Dieta mediterrânica é seguida sobretudo pelas mulheres com mais estudos
Cerca de 50% dos portugueses conhece este padrão alimentar, mas ignora que a frugalidade é um dos seus princípios básicos.
Metade da população portuguesa já ouviu falar em dieta mediterrânica e conhece algumas das principais recomendações a ela ligadas. Apesar disso, só 26% manifesta uma “elevada adesão” a este estilo de alimentação, e este grupo é composto maioritariamente por mulheres, de uma faixa etária mais jovem, com maior nível de escolaridade e rendimentos mais elevados.
Estas são algumas das principais conclusões de um estudo encomendado pelo Programa Nacional para a Promoção da Alimentação Saudável da Direcção-Geral da Saúde, e apresentado esta sexta-feira pela directora, Maria João Gregório, na Conferência Dieta Mediterrânica à Portuguesa, um evento promovido pelo Grupo Jerónimo Martins e que se realizou no Pátio da Galé, em Lisboa, com transmissão directa online, para assinalar o Dia Mundial da Alimentação.
Um dos propósitos, explicou Maria João Gregório ao PÚBLICO, era “avaliar se o investimento feito ao longo dos últimos anos na promoção da dieta mediterrânica tinha atingido os objectivos”. Para isso foram ouvidos 1000 indivíduos – 60% dos quais disseram já ter ouvido falar deste padrão alimentar.
Dentro deste grupo, 80% mostrou conhecimento (o cálculo dos 50% é feito com base nestas duas percentagens) e conseguiu identificar pontos importantes como o uso do azeite, o consumo elevado de hortofrutícolas, a preferência dada ao pescado em detrimento da carne ou o consumo de leguminosas. Curiosamente, nota Maria João Gregório, a frugalidade, que é uma das características fundamentais da dieta mediterrânica, não é referida pelos inquiridos.
O objectivo do programa era conseguir aumentar em 20% os níveis de adesão. Os cálculos baseados nos dados deste estudo permitem dizer, segundo Maria João Gregório, que “a adesão terá aumentado 15%” comparativamente a 2016.
Mas é importante um olhar mais fino sobre esses dados. E o que eles revelam é que quem segue este tipo de alimentação são sobretudo as mulheres (33%) e o grupo etário entre os 16 e os 34 anos (também 33%). À medida que aumenta a idade, a adesão à dieta mediterrânica diminui de maneira expressiva: são apenas 27% os que têm entre 35 e 64 anos, e a partir dos 65 anos a percentagem cai para 19%.
Também o nível de escolaridade tem relevância: no grupo dos que aderem a esta dieta, 35% tem mais de 12 anos de escolaridade e 30% tem um nível económico considerado “confortável ou muito confortável”. O estudo avalia ainda quais são os alimentos com os quais é mais difícil atingir as quantidades recomendadas: 48% têm dificuldade em consumir duas ou mais porções de hortícolas por dia, 39% não atinge as três ou mais porções de fruta por dia, exactamente a mesma percentagem que não consegue atingir as três ou mais porções de frutos secos diárias. Também as leguminosas enfrentam alguns obstáculos: 31% dos inquiridos não as consegue incluir na alimentação três ou mais vezes por semana, como recomendado.

Itens fornecidos
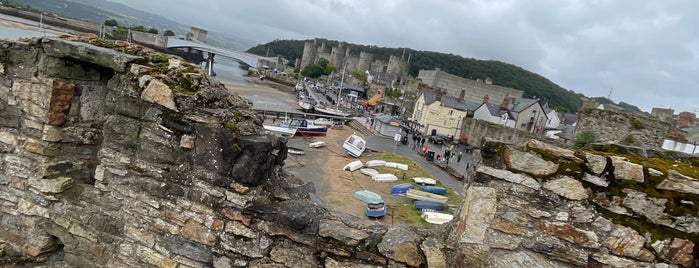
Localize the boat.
[405,189,449,204]
[371,173,398,182]
[281,118,328,136]
[391,183,415,195]
[386,162,408,170]
[359,168,379,178]
[308,141,325,148]
[365,202,386,218]
[287,147,306,155]
[315,105,350,117]
[342,160,364,171]
[413,200,444,211]
[263,125,296,137]
[366,160,386,167]
[420,186,447,195]
[342,133,366,157]
[413,177,437,185]
[422,211,454,224]
[313,117,335,126]
[354,190,383,204]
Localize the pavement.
[365,136,472,197]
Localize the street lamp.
[336,62,347,107]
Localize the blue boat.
[413,200,444,211]
[366,202,386,218]
[391,183,415,195]
[420,186,447,195]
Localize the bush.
[573,130,595,149]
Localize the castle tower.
[357,51,374,71]
[299,39,318,69]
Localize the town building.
[412,91,478,137]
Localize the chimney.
[500,92,510,110]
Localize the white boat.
[263,125,296,137]
[315,105,350,117]
[313,117,335,126]
[413,177,437,185]
[359,168,379,178]
[405,189,449,204]
[371,173,398,182]
[422,211,454,224]
[342,133,366,157]
[386,162,408,170]
[308,141,325,148]
[288,147,306,155]
[366,160,386,167]
[342,160,364,171]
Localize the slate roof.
[422,91,480,111]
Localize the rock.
[655,170,699,194]
[141,79,178,111]
[603,225,655,262]
[162,234,213,263]
[454,186,498,244]
[585,153,607,175]
[609,156,644,182]
[504,147,558,176]
[526,140,585,164]
[420,238,447,268]
[623,189,674,227]
[29,177,74,194]
[377,226,425,267]
[476,165,541,190]
[538,222,599,248]
[180,219,216,246]
[582,173,609,187]
[318,220,369,247]
[652,238,696,267]
[544,176,588,200]
[41,37,142,73]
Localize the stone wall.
[575,109,672,149]
[0,38,699,267]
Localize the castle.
[296,39,409,82]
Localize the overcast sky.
[110,0,699,113]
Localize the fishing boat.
[413,200,444,211]
[354,190,383,204]
[386,162,408,170]
[308,141,325,148]
[342,133,366,157]
[263,125,296,137]
[371,173,398,182]
[342,160,364,171]
[366,160,386,167]
[405,189,449,204]
[359,168,379,178]
[422,211,454,224]
[365,202,386,218]
[287,147,306,155]
[391,182,415,195]
[413,177,437,185]
[315,105,350,117]
[420,186,447,195]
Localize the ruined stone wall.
[575,109,672,149]
[0,38,699,267]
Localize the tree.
[104,19,119,27]
[301,64,324,78]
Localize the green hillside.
[248,40,640,112]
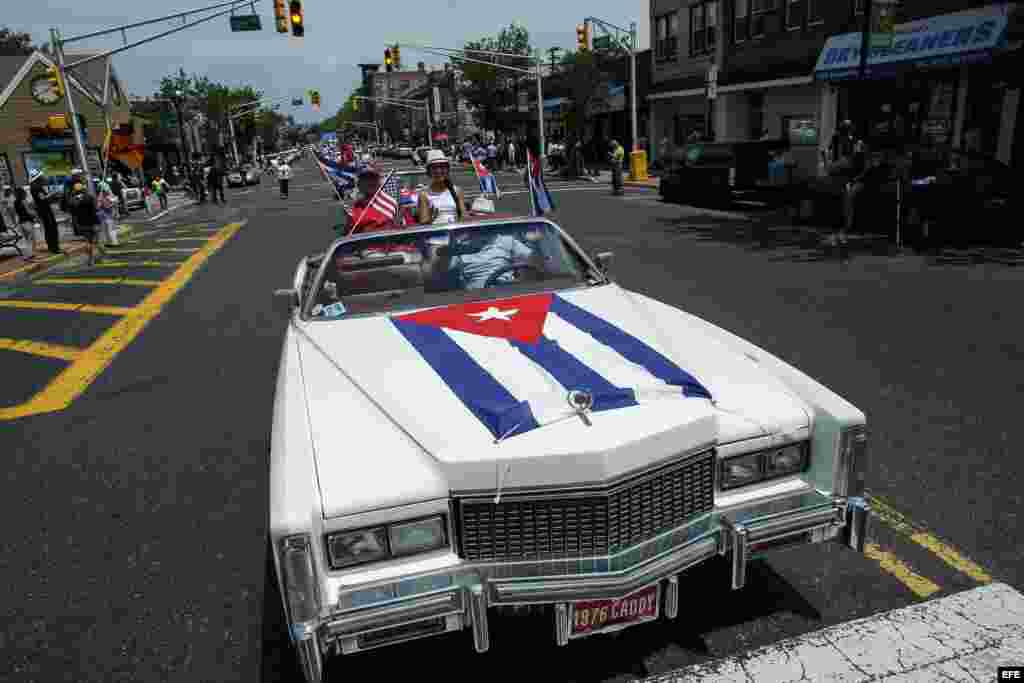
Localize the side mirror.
[273,289,301,313]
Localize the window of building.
[654,12,679,59]
[732,0,751,43]
[690,0,718,54]
[751,0,778,38]
[785,0,805,29]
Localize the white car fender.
[630,292,866,492]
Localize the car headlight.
[719,441,811,490]
[327,515,447,569]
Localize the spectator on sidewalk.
[96,182,118,247]
[11,187,37,261]
[68,183,99,265]
[29,169,61,254]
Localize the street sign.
[229,14,263,31]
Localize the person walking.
[68,182,99,265]
[11,187,37,261]
[278,159,292,200]
[609,140,626,195]
[96,182,118,247]
[29,169,61,254]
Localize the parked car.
[658,139,790,205]
[264,218,868,682]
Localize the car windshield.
[310,220,600,318]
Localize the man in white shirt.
[278,159,292,200]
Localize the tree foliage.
[0,27,40,56]
[452,23,531,130]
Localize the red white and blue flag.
[469,153,502,199]
[526,150,555,216]
[391,293,711,438]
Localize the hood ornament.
[568,389,594,427]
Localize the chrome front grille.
[458,451,715,561]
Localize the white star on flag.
[467,306,519,323]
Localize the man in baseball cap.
[29,169,60,254]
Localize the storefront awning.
[814,3,1014,81]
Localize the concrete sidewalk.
[644,584,1024,683]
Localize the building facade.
[0,50,143,189]
[648,0,1020,178]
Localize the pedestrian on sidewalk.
[609,140,626,195]
[68,183,99,265]
[29,169,61,254]
[278,159,292,200]
[96,182,118,247]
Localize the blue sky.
[8,0,649,121]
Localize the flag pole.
[345,170,391,237]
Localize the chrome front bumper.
[296,493,869,683]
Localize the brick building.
[648,0,1021,176]
[0,50,143,188]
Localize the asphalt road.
[0,157,1024,682]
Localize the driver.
[431,229,545,290]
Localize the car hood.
[294,285,810,516]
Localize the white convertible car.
[269,218,868,682]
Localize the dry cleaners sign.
[814,8,1009,81]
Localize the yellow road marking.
[0,337,82,360]
[867,496,992,584]
[0,299,134,315]
[106,248,197,254]
[864,543,939,598]
[33,278,160,287]
[92,261,181,268]
[0,221,245,420]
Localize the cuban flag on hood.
[391,294,711,439]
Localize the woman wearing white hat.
[417,150,466,225]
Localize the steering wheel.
[483,263,544,288]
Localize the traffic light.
[289,0,306,38]
[577,22,590,52]
[273,0,288,33]
[46,67,63,97]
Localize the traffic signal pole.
[50,0,259,195]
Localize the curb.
[0,225,135,285]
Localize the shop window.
[654,12,679,60]
[782,115,818,146]
[690,0,718,55]
[751,0,778,38]
[785,0,804,30]
[732,0,751,43]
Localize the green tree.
[452,23,531,130]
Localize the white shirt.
[424,186,459,225]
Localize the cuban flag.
[526,150,555,216]
[470,155,502,199]
[391,293,711,439]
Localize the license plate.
[569,584,662,638]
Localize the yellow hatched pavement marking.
[34,278,161,287]
[0,337,82,360]
[92,261,181,268]
[867,496,992,584]
[0,221,245,420]
[864,543,939,598]
[106,248,197,255]
[0,299,134,315]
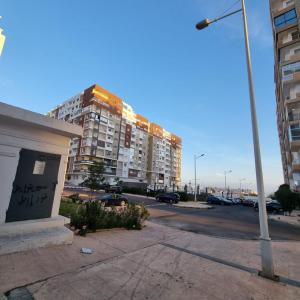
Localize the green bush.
[68,193,80,203]
[59,198,80,218]
[70,201,149,235]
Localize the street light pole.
[0,16,5,56]
[196,0,276,279]
[224,170,232,193]
[242,0,274,278]
[194,153,204,201]
[240,178,246,195]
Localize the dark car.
[97,194,128,206]
[207,196,233,205]
[254,201,282,213]
[242,199,255,207]
[105,185,122,194]
[156,193,180,203]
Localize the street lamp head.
[196,19,210,30]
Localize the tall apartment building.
[270,0,300,189]
[48,85,182,188]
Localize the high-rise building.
[270,0,300,189]
[48,85,182,188]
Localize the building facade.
[48,85,182,188]
[270,0,300,189]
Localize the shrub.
[68,193,80,203]
[59,198,79,218]
[70,201,149,235]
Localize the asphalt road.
[63,192,300,241]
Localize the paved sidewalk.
[0,222,300,300]
[269,210,300,227]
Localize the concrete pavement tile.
[29,280,82,300]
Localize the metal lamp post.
[196,0,276,279]
[194,153,205,201]
[240,178,246,194]
[0,16,5,56]
[224,170,232,193]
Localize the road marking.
[146,203,167,207]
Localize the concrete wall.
[0,118,69,224]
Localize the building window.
[274,9,297,28]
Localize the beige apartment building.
[270,0,300,189]
[48,85,182,188]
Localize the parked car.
[254,200,282,213]
[207,196,233,205]
[105,185,122,194]
[156,193,180,203]
[226,197,240,205]
[242,199,255,207]
[232,198,242,204]
[97,194,128,206]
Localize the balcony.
[282,72,300,84]
[271,0,295,17]
[290,140,300,152]
[292,160,300,172]
[284,93,300,109]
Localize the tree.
[114,176,123,185]
[275,184,299,214]
[82,161,105,199]
[183,185,187,194]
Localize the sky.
[0,0,283,193]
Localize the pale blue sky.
[0,0,282,192]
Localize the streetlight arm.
[209,8,243,24]
[196,8,243,30]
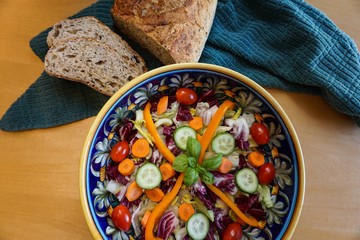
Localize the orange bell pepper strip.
[145,173,185,240]
[207,184,266,229]
[198,100,266,229]
[198,100,235,164]
[144,103,175,163]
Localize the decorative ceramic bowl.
[80,63,305,239]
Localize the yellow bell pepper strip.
[144,102,175,163]
[145,173,185,240]
[198,100,235,164]
[206,184,266,229]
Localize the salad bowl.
[80,63,305,239]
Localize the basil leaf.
[186,137,201,159]
[172,154,189,172]
[200,171,215,184]
[201,153,222,171]
[188,157,197,168]
[184,167,199,186]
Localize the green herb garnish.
[172,137,222,186]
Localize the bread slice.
[44,37,143,96]
[45,16,147,96]
[111,0,217,64]
[46,16,146,70]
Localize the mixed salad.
[101,88,278,240]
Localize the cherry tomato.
[111,205,131,231]
[250,122,270,145]
[110,141,130,162]
[257,163,275,184]
[175,88,198,105]
[221,222,242,240]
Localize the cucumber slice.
[211,132,235,155]
[135,163,161,189]
[186,213,210,240]
[235,168,258,193]
[174,126,196,150]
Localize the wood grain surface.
[0,0,360,240]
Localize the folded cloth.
[0,0,360,131]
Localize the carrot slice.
[131,138,150,158]
[247,151,265,167]
[145,187,165,202]
[145,173,185,240]
[141,210,151,228]
[198,100,235,164]
[189,117,203,131]
[206,184,266,229]
[156,96,169,114]
[217,158,233,173]
[118,158,135,176]
[144,103,175,163]
[125,181,143,202]
[159,163,175,181]
[179,203,195,221]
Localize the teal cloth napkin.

Pedido da tarefa
Resuma, por favor, o artigo sobre a dieta mediterrânica em duas frases.

Solução do exercício
Um estudo encomendado pelo Programa Nacional para a Promoção da Alimentação Saudável da Direcção-Geral da Saúde concluiu que metade dos portugueses conhece a dieta mediterrânica e algumas das suas recomendações, mas só 26% revela uma elevada adesão e os inquiridos não referem a frugalidade, um dos seus princípios básicos. Quem segue esta dieta são sobretudo mulheres, pessoas mais jovens, com mais escolaridade e rendimentos mais elevados, e a adesão diminui de forma expressiva à medida que a idade aumenta.